══ PROVIDED DATA ══
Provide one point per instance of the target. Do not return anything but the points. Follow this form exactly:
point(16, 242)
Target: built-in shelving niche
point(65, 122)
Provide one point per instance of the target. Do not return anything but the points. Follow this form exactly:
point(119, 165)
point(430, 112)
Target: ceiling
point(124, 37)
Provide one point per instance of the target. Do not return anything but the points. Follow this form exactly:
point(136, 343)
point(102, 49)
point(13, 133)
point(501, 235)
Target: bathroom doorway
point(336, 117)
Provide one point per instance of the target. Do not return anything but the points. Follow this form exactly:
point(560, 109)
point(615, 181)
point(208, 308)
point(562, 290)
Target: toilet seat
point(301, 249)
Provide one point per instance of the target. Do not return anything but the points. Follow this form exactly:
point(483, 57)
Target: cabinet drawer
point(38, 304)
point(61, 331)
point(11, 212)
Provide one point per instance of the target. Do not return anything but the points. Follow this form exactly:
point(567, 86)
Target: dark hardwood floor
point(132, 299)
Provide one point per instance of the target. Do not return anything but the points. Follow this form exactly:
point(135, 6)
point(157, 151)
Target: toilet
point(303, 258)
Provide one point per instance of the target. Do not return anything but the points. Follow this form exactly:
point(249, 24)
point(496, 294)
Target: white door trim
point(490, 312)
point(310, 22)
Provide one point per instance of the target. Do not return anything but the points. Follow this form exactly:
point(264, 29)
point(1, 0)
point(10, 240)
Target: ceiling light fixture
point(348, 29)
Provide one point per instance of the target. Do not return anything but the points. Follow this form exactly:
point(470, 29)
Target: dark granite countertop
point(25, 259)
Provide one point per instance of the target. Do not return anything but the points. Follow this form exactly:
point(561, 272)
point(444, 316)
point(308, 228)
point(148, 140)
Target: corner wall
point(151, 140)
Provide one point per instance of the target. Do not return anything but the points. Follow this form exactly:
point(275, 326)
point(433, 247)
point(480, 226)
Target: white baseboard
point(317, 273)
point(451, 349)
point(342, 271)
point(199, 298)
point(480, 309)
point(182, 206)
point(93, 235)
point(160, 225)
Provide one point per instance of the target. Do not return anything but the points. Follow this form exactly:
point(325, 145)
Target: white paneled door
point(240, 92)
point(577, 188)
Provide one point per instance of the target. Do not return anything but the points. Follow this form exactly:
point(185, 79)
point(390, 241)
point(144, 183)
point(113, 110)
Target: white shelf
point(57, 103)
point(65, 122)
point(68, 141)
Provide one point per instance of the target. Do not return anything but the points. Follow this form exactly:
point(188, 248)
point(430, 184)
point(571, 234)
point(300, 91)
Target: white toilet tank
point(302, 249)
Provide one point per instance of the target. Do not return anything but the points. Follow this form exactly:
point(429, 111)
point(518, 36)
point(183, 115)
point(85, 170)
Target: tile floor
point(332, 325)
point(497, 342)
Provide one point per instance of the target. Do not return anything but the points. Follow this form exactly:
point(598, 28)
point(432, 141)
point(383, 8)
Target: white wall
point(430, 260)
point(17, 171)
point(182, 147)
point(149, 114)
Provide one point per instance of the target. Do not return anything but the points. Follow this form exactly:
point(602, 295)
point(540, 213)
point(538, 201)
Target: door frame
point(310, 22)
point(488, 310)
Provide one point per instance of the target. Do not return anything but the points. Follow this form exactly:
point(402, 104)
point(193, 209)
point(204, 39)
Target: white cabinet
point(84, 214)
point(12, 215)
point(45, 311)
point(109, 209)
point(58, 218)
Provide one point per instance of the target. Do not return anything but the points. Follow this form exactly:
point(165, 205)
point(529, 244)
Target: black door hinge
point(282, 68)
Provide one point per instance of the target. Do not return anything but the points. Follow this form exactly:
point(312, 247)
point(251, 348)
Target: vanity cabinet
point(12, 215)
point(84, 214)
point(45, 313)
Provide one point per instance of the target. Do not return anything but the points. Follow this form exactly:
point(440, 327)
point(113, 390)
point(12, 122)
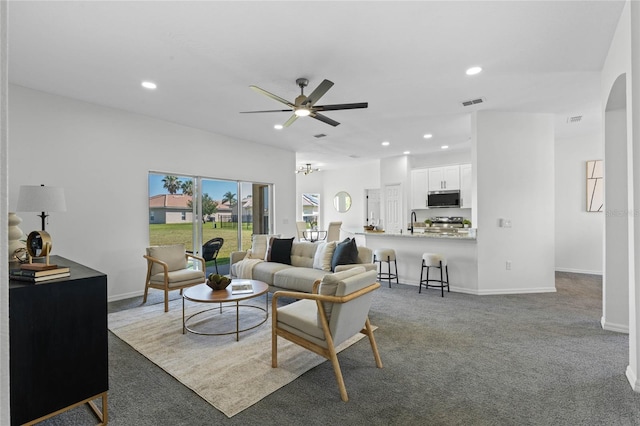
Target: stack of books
point(38, 272)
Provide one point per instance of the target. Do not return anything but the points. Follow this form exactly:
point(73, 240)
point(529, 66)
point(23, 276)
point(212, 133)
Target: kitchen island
point(459, 248)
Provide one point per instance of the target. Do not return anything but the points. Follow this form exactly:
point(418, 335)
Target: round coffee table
point(202, 293)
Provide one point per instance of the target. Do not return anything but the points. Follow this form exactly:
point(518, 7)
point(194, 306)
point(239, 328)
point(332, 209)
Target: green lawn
point(181, 233)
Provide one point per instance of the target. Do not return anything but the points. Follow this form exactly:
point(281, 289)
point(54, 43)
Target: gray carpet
point(539, 359)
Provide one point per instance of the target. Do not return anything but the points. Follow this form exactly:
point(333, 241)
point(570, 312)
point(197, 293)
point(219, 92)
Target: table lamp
point(42, 199)
point(33, 198)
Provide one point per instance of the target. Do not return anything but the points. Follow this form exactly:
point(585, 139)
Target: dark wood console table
point(58, 344)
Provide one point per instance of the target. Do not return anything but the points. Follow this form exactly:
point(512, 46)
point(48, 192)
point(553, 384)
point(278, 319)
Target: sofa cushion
point(324, 255)
point(297, 279)
point(279, 250)
point(265, 271)
point(345, 253)
point(302, 254)
point(173, 255)
point(329, 285)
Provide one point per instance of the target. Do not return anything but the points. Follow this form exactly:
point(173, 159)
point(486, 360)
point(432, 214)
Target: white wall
point(579, 234)
point(102, 156)
point(4, 212)
point(512, 156)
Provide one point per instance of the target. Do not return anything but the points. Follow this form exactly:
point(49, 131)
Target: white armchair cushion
point(180, 278)
point(329, 286)
point(173, 255)
point(323, 256)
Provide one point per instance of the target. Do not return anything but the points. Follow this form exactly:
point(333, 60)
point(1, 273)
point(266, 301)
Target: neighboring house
point(170, 208)
point(176, 208)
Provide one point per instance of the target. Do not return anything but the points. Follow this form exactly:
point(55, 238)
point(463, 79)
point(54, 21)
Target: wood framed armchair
point(337, 309)
point(167, 269)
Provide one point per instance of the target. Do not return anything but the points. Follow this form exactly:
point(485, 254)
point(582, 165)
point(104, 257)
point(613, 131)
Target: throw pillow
point(324, 255)
point(259, 244)
point(280, 250)
point(329, 286)
point(346, 253)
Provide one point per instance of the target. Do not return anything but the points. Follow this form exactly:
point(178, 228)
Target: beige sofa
point(307, 264)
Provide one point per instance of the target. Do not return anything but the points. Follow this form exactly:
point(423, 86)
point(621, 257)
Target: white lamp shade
point(35, 198)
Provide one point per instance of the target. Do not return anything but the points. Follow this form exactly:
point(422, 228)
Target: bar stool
point(434, 260)
point(386, 255)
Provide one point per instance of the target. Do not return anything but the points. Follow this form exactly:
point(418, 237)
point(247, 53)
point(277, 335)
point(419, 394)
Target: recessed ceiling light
point(474, 70)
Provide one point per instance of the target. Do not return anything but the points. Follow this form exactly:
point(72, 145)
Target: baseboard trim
point(610, 326)
point(497, 292)
point(125, 296)
point(633, 379)
point(579, 271)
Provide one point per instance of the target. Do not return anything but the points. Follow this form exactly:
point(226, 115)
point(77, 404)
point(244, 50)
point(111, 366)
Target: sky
point(215, 188)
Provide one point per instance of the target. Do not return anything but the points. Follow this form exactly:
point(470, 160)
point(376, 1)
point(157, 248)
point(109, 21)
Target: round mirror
point(342, 201)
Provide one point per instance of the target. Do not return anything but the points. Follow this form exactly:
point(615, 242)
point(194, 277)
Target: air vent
point(473, 102)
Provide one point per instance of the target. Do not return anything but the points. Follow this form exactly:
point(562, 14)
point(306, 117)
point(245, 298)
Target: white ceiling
point(407, 59)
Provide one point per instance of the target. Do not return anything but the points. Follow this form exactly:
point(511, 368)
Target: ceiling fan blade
point(269, 110)
point(318, 93)
point(341, 106)
point(324, 119)
point(272, 96)
point(290, 121)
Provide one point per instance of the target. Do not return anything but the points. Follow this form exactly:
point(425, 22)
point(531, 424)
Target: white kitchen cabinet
point(465, 186)
point(444, 178)
point(419, 188)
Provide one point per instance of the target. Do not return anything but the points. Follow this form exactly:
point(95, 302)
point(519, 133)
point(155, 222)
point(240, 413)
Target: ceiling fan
point(304, 106)
point(307, 169)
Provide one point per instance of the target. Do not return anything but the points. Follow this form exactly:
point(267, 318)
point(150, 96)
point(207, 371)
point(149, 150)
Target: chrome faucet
point(414, 218)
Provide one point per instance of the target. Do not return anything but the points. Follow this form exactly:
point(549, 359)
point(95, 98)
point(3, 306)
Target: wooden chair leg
point(372, 340)
point(336, 369)
point(274, 334)
point(146, 290)
point(274, 349)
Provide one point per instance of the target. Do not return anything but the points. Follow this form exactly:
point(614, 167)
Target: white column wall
point(513, 154)
point(4, 213)
point(579, 233)
point(634, 205)
point(101, 157)
point(615, 307)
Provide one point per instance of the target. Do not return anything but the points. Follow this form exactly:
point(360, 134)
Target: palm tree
point(230, 198)
point(172, 184)
point(187, 187)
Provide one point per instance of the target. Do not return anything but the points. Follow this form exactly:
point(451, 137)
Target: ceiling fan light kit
point(305, 106)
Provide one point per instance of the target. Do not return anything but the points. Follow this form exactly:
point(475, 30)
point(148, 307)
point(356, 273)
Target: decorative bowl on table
point(218, 282)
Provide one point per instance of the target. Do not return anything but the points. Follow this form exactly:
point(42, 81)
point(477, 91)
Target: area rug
point(231, 375)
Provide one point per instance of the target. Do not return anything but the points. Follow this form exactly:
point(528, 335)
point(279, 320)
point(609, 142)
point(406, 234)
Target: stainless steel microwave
point(443, 199)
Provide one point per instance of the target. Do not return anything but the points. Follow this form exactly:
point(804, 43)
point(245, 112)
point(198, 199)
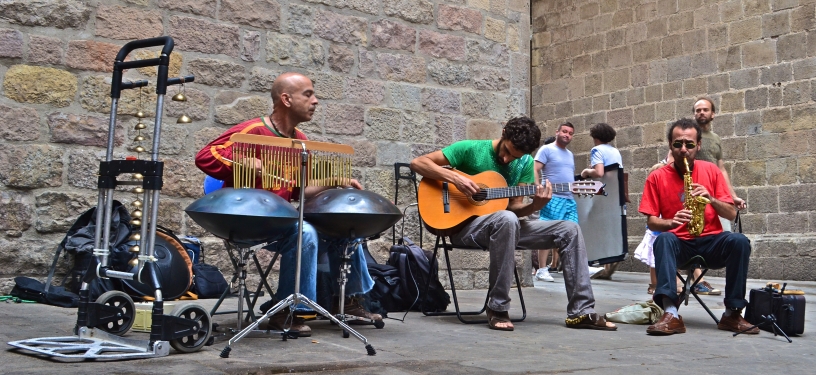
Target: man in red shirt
point(662, 203)
point(293, 102)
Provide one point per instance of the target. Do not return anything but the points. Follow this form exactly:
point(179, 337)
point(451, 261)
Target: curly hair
point(523, 133)
point(685, 123)
point(602, 132)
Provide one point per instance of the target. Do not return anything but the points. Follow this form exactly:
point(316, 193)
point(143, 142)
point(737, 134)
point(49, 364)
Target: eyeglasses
point(689, 144)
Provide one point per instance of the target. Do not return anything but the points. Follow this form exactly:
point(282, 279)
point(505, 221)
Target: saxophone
point(694, 204)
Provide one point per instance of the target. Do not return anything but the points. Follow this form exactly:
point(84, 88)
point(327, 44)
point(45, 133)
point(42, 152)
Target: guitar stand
point(765, 320)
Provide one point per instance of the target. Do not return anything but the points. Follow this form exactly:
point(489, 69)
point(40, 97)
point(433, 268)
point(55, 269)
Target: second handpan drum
point(350, 213)
point(243, 216)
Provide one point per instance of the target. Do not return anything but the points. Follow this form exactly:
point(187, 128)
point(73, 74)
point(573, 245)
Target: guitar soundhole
point(480, 198)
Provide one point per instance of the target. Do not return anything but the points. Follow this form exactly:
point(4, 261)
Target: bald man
point(293, 102)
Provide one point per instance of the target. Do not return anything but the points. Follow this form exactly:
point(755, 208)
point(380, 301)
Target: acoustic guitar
point(444, 209)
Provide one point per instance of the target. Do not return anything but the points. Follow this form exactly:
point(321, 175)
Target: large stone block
point(491, 79)
point(365, 6)
point(250, 46)
point(86, 130)
point(417, 127)
point(11, 43)
point(364, 91)
point(448, 74)
point(294, 50)
point(393, 35)
point(247, 13)
point(416, 11)
point(91, 55)
point(457, 18)
point(260, 79)
point(44, 50)
point(38, 85)
point(401, 68)
point(237, 111)
point(200, 7)
point(193, 34)
point(95, 96)
point(117, 22)
point(19, 124)
point(62, 14)
point(341, 58)
point(487, 52)
point(217, 72)
point(16, 210)
point(344, 119)
point(57, 211)
point(383, 124)
point(440, 100)
point(340, 28)
point(446, 46)
point(31, 166)
point(759, 53)
point(405, 96)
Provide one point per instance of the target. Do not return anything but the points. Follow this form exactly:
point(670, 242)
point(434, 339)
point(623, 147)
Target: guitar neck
point(519, 191)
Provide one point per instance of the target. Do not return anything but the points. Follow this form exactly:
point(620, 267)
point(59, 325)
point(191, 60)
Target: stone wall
point(395, 78)
point(638, 65)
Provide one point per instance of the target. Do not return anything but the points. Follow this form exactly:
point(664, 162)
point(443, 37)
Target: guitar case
point(173, 267)
point(603, 219)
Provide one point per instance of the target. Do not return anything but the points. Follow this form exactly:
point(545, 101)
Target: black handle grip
point(133, 85)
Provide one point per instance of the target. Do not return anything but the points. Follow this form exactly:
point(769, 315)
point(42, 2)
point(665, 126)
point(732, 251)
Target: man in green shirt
point(502, 232)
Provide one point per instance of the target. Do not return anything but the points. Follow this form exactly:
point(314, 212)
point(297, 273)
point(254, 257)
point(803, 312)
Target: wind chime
point(136, 214)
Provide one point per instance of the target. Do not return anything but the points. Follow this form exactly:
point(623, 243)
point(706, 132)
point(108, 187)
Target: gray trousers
point(501, 233)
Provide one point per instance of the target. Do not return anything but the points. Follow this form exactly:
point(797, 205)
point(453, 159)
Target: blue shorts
point(560, 209)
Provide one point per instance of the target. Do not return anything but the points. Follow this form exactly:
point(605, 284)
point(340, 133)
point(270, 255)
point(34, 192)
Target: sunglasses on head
point(689, 144)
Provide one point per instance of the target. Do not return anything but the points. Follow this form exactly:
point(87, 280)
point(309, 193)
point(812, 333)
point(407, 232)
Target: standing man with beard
point(711, 151)
point(502, 232)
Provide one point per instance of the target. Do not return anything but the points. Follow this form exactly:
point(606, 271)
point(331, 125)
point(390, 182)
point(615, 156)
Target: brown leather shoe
point(667, 325)
point(736, 323)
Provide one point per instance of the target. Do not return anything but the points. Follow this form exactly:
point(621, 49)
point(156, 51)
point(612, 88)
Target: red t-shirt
point(663, 195)
point(211, 158)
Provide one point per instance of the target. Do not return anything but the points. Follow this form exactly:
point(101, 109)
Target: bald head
point(288, 83)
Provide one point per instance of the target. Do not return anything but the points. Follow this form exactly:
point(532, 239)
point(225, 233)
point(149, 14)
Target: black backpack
point(415, 271)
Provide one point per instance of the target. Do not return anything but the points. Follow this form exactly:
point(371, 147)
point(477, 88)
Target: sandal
point(496, 317)
point(590, 321)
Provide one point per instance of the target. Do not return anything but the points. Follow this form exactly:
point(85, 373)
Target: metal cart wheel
point(195, 341)
point(122, 301)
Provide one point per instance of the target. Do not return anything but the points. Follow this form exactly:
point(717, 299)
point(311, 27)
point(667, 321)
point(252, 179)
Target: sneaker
point(594, 270)
point(543, 275)
point(704, 288)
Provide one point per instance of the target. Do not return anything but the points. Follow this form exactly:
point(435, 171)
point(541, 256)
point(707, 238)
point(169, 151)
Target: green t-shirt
point(477, 156)
point(710, 147)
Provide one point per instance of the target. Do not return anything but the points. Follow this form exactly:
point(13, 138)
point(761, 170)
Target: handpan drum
point(350, 213)
point(243, 216)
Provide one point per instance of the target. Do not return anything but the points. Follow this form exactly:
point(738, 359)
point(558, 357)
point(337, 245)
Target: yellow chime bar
point(328, 164)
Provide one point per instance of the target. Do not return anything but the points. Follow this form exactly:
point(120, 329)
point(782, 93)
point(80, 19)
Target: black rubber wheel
point(193, 342)
point(123, 301)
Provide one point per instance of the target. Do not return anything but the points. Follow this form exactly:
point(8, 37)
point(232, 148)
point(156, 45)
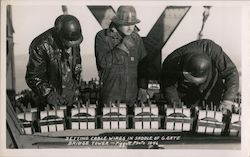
═══
Find every line above that contains the word "cushion" and copy each one out. Matching is case-sensitive.

Target: sofa cushion
Target: white armchair cushion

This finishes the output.